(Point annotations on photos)
=====
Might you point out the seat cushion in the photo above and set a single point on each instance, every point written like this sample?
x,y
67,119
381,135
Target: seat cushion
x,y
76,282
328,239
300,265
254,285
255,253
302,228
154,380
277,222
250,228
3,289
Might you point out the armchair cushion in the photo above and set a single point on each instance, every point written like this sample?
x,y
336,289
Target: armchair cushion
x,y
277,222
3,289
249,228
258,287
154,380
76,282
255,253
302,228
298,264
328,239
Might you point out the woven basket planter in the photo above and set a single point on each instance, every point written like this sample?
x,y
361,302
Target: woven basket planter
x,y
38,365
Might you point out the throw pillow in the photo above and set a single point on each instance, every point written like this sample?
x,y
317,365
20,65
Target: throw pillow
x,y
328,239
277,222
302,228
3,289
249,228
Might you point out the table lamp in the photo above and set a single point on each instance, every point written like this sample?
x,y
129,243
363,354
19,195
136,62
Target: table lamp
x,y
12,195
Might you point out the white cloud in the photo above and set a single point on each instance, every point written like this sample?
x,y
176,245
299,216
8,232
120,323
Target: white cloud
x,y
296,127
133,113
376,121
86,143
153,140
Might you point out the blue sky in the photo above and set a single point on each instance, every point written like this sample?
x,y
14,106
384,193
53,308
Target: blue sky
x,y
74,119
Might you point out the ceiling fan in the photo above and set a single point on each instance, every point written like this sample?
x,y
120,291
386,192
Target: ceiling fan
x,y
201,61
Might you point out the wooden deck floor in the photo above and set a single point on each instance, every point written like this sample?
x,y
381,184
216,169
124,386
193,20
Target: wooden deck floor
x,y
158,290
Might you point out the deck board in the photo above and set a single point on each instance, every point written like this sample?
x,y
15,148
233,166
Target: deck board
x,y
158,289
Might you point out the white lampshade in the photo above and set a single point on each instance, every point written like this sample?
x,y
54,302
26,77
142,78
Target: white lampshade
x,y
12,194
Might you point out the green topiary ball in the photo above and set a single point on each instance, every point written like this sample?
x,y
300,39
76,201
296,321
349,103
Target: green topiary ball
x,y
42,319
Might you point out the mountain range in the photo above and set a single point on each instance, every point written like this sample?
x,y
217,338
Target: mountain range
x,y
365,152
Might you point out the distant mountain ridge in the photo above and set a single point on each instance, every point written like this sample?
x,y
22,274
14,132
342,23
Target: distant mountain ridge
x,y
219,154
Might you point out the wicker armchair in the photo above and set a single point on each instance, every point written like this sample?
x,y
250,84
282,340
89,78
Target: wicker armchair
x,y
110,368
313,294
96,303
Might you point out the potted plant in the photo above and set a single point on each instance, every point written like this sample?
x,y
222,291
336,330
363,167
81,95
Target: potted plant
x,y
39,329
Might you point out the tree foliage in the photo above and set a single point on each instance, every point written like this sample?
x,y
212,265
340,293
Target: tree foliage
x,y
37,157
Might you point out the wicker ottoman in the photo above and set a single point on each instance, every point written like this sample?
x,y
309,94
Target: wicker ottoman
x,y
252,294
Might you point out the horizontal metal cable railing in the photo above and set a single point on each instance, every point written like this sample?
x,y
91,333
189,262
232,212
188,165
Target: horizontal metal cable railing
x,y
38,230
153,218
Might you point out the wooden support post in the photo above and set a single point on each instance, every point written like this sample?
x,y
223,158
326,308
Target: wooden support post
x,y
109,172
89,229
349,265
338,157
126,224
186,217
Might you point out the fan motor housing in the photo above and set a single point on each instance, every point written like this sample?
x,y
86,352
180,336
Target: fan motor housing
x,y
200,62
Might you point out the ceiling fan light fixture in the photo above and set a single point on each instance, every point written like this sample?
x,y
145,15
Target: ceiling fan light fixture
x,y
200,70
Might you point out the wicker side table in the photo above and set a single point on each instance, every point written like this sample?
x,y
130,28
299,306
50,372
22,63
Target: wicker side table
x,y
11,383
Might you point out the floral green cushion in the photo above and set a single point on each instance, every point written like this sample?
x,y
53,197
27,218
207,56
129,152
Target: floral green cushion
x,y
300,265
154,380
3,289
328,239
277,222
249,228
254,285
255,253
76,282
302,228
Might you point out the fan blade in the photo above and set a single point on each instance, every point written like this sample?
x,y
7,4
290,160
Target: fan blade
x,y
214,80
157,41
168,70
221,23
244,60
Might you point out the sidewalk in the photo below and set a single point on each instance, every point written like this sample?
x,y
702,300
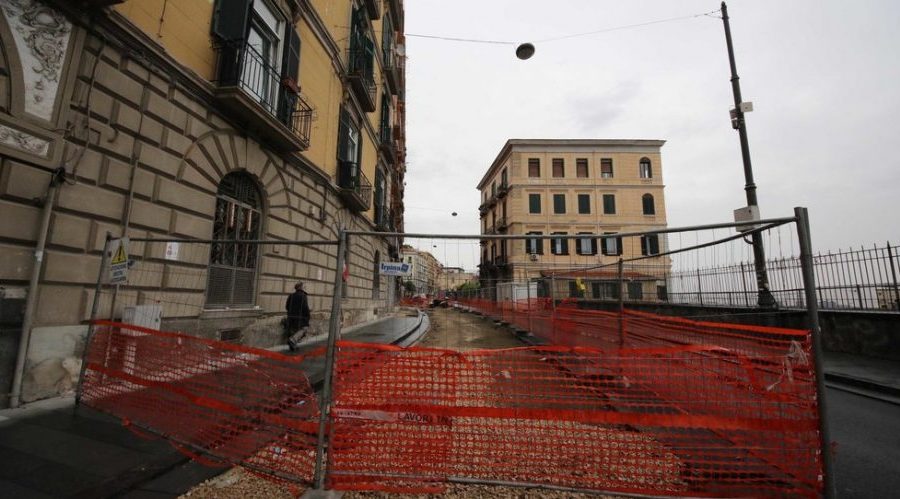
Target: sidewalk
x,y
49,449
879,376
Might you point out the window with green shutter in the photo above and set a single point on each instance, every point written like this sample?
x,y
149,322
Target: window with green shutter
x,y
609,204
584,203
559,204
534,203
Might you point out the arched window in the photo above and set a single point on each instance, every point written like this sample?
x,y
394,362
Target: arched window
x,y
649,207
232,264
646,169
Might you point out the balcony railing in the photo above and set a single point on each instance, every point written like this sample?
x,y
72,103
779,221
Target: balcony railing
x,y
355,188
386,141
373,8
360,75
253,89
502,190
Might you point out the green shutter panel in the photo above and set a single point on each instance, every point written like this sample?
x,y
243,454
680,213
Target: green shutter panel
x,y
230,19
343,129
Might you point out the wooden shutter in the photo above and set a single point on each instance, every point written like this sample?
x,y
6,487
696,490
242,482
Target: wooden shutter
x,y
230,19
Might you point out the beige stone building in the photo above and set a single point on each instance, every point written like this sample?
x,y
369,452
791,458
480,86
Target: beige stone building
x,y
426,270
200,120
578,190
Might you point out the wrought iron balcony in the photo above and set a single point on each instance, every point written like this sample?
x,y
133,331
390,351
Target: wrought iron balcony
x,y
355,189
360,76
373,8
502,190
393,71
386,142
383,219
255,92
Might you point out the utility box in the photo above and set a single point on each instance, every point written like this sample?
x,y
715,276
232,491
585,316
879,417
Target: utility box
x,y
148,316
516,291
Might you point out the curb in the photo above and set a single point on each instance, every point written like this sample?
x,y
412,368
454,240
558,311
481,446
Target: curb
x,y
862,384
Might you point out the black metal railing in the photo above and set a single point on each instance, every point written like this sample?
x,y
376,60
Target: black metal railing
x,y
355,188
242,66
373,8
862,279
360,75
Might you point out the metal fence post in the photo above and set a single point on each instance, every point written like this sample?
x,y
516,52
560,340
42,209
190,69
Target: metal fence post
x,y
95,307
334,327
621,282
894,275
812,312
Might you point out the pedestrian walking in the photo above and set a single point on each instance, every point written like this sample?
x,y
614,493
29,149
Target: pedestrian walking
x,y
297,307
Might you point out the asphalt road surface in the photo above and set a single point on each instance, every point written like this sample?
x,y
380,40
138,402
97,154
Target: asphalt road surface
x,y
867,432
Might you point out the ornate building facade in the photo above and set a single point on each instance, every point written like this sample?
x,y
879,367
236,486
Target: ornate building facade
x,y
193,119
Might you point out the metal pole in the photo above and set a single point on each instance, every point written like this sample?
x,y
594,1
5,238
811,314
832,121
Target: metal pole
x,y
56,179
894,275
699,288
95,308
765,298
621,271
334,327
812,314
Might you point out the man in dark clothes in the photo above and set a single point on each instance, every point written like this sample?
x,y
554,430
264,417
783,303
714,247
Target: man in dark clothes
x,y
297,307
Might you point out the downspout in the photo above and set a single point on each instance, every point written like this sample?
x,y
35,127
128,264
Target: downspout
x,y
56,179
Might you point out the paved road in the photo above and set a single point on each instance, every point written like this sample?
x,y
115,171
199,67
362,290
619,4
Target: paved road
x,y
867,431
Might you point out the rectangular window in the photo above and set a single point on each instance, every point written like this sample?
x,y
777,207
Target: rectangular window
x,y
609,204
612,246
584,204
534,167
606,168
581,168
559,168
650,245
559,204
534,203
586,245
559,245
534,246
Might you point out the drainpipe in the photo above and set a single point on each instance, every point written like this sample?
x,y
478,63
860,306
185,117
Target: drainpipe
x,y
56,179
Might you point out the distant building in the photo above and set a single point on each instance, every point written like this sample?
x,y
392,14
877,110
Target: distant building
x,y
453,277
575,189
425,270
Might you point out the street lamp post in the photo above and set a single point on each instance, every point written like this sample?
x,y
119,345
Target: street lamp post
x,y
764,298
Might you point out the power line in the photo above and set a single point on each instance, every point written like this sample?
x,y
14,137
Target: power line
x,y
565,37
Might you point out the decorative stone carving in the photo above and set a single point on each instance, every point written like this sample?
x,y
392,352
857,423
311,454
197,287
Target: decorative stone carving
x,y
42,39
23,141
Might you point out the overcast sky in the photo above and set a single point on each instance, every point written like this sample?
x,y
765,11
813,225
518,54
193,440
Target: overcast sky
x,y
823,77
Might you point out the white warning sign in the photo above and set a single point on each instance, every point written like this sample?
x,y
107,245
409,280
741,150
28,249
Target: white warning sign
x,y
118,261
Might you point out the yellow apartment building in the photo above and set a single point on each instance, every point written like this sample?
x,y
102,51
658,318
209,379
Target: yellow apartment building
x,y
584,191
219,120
=====
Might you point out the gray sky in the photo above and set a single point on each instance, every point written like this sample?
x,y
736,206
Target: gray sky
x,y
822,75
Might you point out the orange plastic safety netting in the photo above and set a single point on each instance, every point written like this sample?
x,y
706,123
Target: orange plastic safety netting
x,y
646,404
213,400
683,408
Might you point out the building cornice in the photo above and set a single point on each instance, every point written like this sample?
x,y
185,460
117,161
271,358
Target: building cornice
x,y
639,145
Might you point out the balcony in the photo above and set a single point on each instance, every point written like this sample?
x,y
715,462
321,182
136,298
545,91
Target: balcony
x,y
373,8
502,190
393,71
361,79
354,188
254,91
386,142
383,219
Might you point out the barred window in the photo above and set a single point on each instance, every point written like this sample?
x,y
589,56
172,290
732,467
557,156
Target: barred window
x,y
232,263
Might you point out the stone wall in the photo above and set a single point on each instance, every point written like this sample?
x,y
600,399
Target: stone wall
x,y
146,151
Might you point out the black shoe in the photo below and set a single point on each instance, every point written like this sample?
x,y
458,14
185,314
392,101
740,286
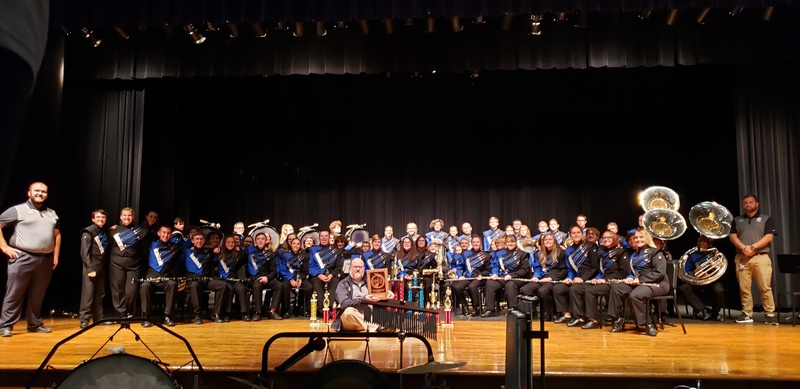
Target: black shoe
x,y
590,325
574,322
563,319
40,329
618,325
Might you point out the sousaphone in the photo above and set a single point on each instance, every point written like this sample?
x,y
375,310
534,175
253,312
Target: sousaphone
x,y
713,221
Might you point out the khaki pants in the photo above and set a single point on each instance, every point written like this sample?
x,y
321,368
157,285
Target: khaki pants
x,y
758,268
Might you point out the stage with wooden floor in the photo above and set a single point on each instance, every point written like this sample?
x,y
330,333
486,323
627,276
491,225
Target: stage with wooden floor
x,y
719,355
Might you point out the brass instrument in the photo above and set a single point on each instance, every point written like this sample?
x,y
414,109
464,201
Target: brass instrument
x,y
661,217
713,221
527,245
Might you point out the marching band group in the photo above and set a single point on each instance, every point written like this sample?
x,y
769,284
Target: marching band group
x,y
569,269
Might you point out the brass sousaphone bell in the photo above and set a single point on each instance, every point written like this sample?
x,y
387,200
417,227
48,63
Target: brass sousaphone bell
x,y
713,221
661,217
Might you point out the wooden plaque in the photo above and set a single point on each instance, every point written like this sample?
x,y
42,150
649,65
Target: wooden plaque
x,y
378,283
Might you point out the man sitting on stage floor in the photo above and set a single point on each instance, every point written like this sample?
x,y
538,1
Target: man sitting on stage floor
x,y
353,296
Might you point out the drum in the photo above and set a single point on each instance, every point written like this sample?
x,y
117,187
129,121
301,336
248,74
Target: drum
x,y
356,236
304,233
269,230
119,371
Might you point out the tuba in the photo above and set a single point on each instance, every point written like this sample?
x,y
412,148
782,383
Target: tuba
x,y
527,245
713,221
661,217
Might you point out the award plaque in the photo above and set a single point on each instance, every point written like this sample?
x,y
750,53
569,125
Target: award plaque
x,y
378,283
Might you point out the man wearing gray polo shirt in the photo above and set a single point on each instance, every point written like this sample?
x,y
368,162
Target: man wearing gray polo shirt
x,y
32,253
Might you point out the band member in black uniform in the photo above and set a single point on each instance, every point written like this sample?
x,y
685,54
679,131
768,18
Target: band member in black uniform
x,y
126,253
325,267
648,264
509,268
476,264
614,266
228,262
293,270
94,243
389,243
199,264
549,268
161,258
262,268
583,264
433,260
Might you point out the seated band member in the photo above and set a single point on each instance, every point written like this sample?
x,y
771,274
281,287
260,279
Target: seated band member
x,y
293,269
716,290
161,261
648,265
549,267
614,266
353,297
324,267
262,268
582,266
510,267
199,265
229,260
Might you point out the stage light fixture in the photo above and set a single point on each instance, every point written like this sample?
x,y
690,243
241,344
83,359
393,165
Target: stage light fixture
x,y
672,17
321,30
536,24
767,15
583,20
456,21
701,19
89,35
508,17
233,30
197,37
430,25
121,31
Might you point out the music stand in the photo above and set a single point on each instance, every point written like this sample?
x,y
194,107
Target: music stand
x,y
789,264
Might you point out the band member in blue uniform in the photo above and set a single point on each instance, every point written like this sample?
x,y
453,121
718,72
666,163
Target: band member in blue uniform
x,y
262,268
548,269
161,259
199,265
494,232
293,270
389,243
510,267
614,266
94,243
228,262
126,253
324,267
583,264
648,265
=====
▶ _TASK INSTRUCTIONS_
Collect every line of the data above that contains the string "power", treating uppercase and lowercase as distinct.

▶ _CORRECT RESULT_
Might you point out the power line in the photo above and set a single point on each instance, every point written like this sample?
Target: power line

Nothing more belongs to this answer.